# Text
Samuel Beckett was born on April 13, 1906, in Dublin, Ireland, to William Frank Beckett, a civil engineer, and May Barclay, a nurse. The family belonged to the Church of Ireland. In 1919 he attended Portora Royal School in Enniskillen, County Fermanagh, where he excelled at cricket. In Trinity College, Dublin, he studied French, Italian, and English from 1923 to1927 and graduated with a B.A. He taught at Campbell College in Belfast and then became an English lecturer at a school in Paris where he met James Joyce and helped him do research for Finnegan’s Wake. He defended Joyce’s method of writing in a book of critical essays on Joyce in 1929. Beckett published poems, literary criticism, taught, and laid down his idea of a modern Irish poetic tradition. In 1933 he published his first book of short stories, More Pricks than Kicks. In 1935 he published a book of poetry, Echoes Bones and Other Precipitates. When he returned to Ireland he published his novel Murphy in 1938.
Beckett remained in Paris during World War II, associating with other artists such as Joyce and Marcel Duchamp. He began a lifelong companionship with Suzanne Dechevaux-Dumesnil, with whom he worked in the French Resistance Movement during the German occupation of France. In 1945 back in Ireland, Beckett had a revelation that his literary path was opposite to the style of James Joyce: he would work with themes of ignorance in a minimalistic rather than lavish style. Beckett continued writing novels in French but became famous with his play “Waiting for Godot” (1953), a play in which nothing happens. It was written in French and became popular in Paris. He then translated it into English for its London premier in 1955. This began his successful career in the theater with “Endgame” (1957), “Krapp’s Last Tape” (1958), “Happy Days” (1961), and “Play” (1963).
In 1961 he married his companion Suzzane and became a theater director. He wrote for radio, TV, and cinema. In 1969 he won the Nobel Prize in literature. He died December 22, 1989, of emphysema and possibly Parkinson’s disease. Sometimes thought of as the last Modernist, his avant-garde work depicts the human condition in dark terms and black humor. He influenced other absurdist writers like Harold Pinter, but even beyond style, his work, especially “Waiting for Godot,” is considered among the most important of twentieth-century drama.

# Entries provided
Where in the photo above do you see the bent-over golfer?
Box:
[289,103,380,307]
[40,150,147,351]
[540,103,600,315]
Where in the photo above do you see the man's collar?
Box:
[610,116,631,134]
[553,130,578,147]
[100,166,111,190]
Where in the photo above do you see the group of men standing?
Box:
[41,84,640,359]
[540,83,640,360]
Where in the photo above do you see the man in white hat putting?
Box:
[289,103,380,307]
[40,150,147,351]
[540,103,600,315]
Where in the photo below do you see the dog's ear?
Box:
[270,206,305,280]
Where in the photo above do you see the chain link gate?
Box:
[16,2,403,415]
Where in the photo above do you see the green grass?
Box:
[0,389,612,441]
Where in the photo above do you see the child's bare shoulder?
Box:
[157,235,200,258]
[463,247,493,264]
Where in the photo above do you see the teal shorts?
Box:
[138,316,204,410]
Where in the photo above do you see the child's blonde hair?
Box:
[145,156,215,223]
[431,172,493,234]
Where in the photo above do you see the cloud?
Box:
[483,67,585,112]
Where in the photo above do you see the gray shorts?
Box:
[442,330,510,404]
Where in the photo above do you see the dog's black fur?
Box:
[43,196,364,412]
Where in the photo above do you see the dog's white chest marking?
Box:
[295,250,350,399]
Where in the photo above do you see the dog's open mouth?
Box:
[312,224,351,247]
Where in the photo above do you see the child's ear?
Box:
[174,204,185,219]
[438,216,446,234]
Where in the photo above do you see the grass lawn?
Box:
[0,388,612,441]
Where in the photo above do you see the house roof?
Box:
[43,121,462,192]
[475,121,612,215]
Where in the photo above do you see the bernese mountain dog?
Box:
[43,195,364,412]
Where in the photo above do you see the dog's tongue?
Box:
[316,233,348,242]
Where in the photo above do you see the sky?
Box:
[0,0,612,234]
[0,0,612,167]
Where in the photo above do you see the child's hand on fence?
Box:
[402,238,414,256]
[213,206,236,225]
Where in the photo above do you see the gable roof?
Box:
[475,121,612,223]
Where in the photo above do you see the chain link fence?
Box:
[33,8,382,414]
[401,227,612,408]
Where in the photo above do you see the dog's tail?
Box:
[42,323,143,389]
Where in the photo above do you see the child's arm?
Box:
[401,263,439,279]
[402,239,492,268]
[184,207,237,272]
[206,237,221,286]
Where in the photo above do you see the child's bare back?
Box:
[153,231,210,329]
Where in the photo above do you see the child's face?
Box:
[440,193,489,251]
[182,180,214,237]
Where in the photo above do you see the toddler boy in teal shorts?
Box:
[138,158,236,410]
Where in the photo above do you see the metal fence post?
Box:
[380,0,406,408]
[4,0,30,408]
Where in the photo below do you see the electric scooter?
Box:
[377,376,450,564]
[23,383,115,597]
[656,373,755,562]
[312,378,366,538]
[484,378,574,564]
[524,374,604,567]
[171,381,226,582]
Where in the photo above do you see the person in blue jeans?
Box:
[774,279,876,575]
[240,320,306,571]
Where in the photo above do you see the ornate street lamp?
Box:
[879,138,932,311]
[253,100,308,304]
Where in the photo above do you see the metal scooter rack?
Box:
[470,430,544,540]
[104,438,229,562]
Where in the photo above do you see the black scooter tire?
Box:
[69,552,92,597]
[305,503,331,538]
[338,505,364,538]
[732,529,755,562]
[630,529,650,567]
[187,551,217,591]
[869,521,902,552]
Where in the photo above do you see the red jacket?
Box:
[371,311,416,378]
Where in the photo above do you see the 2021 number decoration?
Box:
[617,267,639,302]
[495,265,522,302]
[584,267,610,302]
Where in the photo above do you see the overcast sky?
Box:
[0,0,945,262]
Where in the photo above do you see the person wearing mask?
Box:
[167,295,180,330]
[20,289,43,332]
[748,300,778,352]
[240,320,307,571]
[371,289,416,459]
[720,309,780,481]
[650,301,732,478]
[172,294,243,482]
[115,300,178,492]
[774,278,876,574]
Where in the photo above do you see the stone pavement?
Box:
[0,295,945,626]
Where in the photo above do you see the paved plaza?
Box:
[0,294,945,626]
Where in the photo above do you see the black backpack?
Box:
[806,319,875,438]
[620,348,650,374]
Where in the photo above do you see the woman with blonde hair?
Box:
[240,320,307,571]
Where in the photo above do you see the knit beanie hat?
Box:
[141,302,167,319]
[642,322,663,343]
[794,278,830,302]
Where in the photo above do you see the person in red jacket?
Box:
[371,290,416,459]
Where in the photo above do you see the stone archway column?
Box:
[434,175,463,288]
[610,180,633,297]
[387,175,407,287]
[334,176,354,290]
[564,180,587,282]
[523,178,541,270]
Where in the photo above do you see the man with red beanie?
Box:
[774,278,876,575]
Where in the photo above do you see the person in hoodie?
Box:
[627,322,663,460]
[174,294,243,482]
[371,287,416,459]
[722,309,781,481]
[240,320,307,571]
* * *
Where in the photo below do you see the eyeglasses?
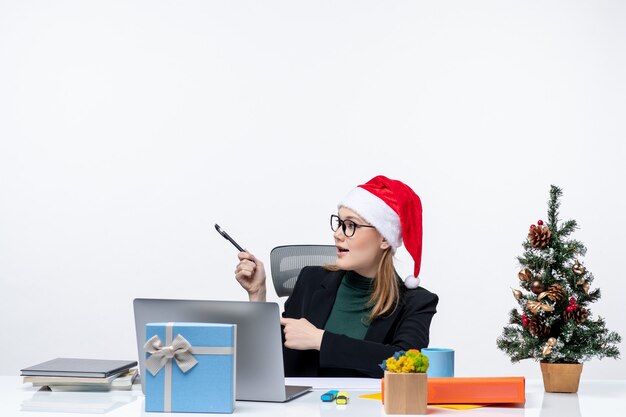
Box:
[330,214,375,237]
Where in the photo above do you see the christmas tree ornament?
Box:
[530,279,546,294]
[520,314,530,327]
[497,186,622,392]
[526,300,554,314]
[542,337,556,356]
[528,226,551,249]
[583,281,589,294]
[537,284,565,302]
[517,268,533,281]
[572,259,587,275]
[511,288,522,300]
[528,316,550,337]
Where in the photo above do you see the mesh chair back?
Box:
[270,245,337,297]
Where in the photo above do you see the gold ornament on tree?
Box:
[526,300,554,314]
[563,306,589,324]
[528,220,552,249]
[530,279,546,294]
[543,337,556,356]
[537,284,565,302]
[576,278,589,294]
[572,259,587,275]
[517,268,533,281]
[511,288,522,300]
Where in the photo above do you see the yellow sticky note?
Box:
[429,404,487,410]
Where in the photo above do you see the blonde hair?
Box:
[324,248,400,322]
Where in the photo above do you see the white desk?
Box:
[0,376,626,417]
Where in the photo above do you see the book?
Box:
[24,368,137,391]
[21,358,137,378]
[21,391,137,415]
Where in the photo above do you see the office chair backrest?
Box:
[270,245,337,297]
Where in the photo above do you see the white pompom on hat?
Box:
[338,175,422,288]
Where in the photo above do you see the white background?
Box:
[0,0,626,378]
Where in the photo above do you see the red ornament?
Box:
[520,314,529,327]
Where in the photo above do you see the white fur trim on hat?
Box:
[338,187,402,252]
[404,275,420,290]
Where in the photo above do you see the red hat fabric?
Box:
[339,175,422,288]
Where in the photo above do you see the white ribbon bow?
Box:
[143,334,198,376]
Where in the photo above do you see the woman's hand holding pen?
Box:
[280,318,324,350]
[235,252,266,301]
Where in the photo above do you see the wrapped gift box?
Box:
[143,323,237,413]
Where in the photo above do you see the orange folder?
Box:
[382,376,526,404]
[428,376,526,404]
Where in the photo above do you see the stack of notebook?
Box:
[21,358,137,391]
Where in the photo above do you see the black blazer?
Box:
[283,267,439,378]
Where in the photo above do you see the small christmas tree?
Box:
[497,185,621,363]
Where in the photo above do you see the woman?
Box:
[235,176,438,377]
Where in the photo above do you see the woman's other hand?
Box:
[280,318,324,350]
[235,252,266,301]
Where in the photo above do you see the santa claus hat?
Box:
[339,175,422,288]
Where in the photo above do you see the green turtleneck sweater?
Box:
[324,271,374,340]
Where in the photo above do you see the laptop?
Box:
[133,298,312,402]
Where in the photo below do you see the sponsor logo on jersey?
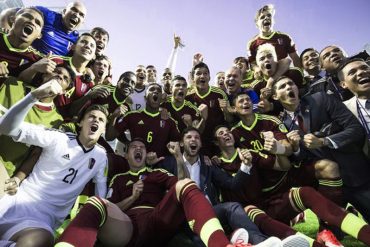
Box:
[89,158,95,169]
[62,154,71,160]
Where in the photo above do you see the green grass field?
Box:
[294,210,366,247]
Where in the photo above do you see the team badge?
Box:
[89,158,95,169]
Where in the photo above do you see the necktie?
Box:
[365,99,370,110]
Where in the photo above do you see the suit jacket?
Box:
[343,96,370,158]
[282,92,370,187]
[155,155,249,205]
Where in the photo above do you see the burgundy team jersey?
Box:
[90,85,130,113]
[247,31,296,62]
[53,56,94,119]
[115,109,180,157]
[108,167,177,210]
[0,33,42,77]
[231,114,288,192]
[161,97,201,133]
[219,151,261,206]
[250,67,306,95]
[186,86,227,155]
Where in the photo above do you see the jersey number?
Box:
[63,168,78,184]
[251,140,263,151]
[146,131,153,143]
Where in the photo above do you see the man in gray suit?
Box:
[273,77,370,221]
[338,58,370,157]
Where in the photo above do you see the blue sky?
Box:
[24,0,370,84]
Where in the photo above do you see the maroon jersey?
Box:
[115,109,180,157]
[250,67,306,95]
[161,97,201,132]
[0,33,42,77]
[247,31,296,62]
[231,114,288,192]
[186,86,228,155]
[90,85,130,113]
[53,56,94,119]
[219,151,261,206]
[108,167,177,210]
--
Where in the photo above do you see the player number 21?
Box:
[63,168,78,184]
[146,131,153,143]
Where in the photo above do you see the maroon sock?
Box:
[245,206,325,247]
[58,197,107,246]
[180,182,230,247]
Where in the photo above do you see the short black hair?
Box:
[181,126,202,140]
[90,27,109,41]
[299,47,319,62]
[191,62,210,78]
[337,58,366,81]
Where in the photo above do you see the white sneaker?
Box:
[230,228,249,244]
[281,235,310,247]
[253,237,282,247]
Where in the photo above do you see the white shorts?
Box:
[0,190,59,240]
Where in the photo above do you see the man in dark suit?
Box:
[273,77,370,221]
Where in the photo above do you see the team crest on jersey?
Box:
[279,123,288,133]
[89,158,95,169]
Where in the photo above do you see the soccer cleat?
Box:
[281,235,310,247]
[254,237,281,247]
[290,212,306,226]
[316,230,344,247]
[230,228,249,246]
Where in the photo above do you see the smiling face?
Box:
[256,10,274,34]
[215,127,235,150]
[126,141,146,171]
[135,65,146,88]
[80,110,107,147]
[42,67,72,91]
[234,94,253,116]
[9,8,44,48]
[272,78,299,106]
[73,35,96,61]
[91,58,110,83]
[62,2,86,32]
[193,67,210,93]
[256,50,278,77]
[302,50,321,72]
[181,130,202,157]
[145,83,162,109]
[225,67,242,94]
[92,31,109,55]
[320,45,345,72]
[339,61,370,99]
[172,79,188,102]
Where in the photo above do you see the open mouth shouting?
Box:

# Set of tasks
(a) According to the Beckett biography, in what year did Beckett win the Nobel Prize in literature?
(b) Reproduce the stretch of the Beckett biography from "In 1961 he married" through "of twentieth-century drama.".

# Results in order
(a) 1969

(b)
In 1961 he married his companion Suzzane and became a theater director. He wrote for radio, TV, and cinema. In 1969 he won the Nobel Prize in literature. He died December 22, 1989, of emphysema and possibly Parkinson’s disease. Sometimes thought of as the last Modernist, his avant-garde work depicts the human condition in dark terms and black humor. He influenced other absurdist writers like Harold Pinter, but even beyond style, his work, especially “Waiting for Godot,” is considered among the most important of twentieth-century drama.